# Défi A
Recopiez mot pour mot le passage de l'entretien avec Poto Rico qui commence aux mots « Alors, puisqu’on est » et s'achève après les mots « tout en fait. ».
# Défi B
Citez à l'identique les lignes des enregistrements, depuis celle qui contient « Each instance receives one keypoint. Mark the chess piece » jusqu'à la fin des enregistrements, ces deux limites comprises.

# Passage du texte
● ● ● ● ● ● ●

#Trans 2024 — Poto Rico : entretien avec un kiffeur
D’abord repéré aux commandes des prods de Lorenzo, l’artiste electro Poto Rico s’est depuis émancipé du rappeur stupéfiant. D’abord avec son titre Jus d’orange de pomme sorti cet été, puis aujourd’hui avec sa programmation aux Trans Musicales, sur la scène du Hall 8, la plus grande du Parc Expo lors de la première soirée du jeudi 5 décembre. Très secret jusqu’à maintenant, nous nous devions d’enquêter sur ce personnage atypique issu de la scène rennaise.
Alors, puisqu’on est entre nous : qui es-tu, Poto Rico ?
Poto Rico : Je suis avant tout un petit kiffeur, une personne qui aime un peu tout. J’aime bien boire de l’eau, me promener dans la forêt, regarder les maisons… Je suis très curieux. Certains diront que je suis un peu fucké, d’autres que je suis chelou, mais je suis juste moi-même. J’aime bien la vie, la musique, la nourriture, les gens. J’aime bien tout en fait.
Parlons de ton disque. Après quatre mois à user ton track Jus d’orange de pomme, qui nous a un peu rappelé la vibe de Smack My Bitch Up de Prodigy…
Aaaah !
…et quelques jours à peine avant ton live aux Trans Musicales, on a eu la bonne surprise de découvrir ce matin au réveil [vendredi 29 novembre] ton premier “long format”, un mini-album de huit titres intitulé The Back of the Dead Spoon. On y découvre des compos breakbeat, parfois presque hardcore dans l’intention, ainsi que des morceaux plus electro-house, comme Atomic City ou Acid Sugar. Comment toi, tu décrirais ce disque avec tes mots ?

● ● ● ● ● ● ●

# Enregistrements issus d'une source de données
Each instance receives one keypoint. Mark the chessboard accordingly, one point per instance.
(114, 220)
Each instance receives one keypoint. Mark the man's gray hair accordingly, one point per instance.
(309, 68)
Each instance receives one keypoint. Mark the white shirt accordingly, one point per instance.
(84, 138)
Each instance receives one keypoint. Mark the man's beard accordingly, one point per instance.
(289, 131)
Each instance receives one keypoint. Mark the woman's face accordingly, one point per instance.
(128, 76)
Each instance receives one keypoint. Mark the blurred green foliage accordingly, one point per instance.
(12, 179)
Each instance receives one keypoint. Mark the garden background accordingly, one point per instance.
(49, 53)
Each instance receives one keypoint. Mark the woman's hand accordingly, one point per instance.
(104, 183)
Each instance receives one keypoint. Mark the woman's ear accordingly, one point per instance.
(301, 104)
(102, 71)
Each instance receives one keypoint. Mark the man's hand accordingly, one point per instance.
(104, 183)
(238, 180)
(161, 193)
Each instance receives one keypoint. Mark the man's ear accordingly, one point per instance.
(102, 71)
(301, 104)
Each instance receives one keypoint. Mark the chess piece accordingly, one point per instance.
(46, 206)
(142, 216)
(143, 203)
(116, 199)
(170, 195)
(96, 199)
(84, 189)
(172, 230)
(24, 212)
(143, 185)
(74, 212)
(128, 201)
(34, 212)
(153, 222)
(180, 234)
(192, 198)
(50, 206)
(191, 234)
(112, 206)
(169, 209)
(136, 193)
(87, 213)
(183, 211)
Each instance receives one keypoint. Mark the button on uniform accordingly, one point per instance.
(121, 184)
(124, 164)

● ● ● ● ● ● ●

# Réponse finale A
Alors, puisqu’on est entre nous : qui es-tu, Poto Rico ?
Poto Rico : Je suis avant tout un petit kiffeur, une personne qui aime un peu tout. J’aime bien boire de l’eau, me promener dans la forêt, regarder les maisons… Je suis très curieux. Certains diront que je suis un peu fucké, d’autres que je suis chelou, mais je suis juste moi-même. J’aime bien la vie, la musique, la nourriture, les gens. J’aime bien tout en fait.

# Réponse finale B
Each instance receives one keypoint. Mark the chess piece accordingly, one point per instance.
(46, 206)
(142, 216)
(143, 203)
(116, 199)
(170, 195)
(96, 199)
(84, 189)
(172, 230)
(24, 212)
(143, 185)
(74, 212)
(128, 201)
(34, 212)
(153, 222)
(180, 234)
(192, 198)
(50, 206)
(191, 234)
(112, 206)
(169, 209)
(136, 193)
(87, 213)
(183, 211)
Each instance receives one keypoint. Mark the button on uniform accordingly, one point per instance.
(121, 184)
(124, 164)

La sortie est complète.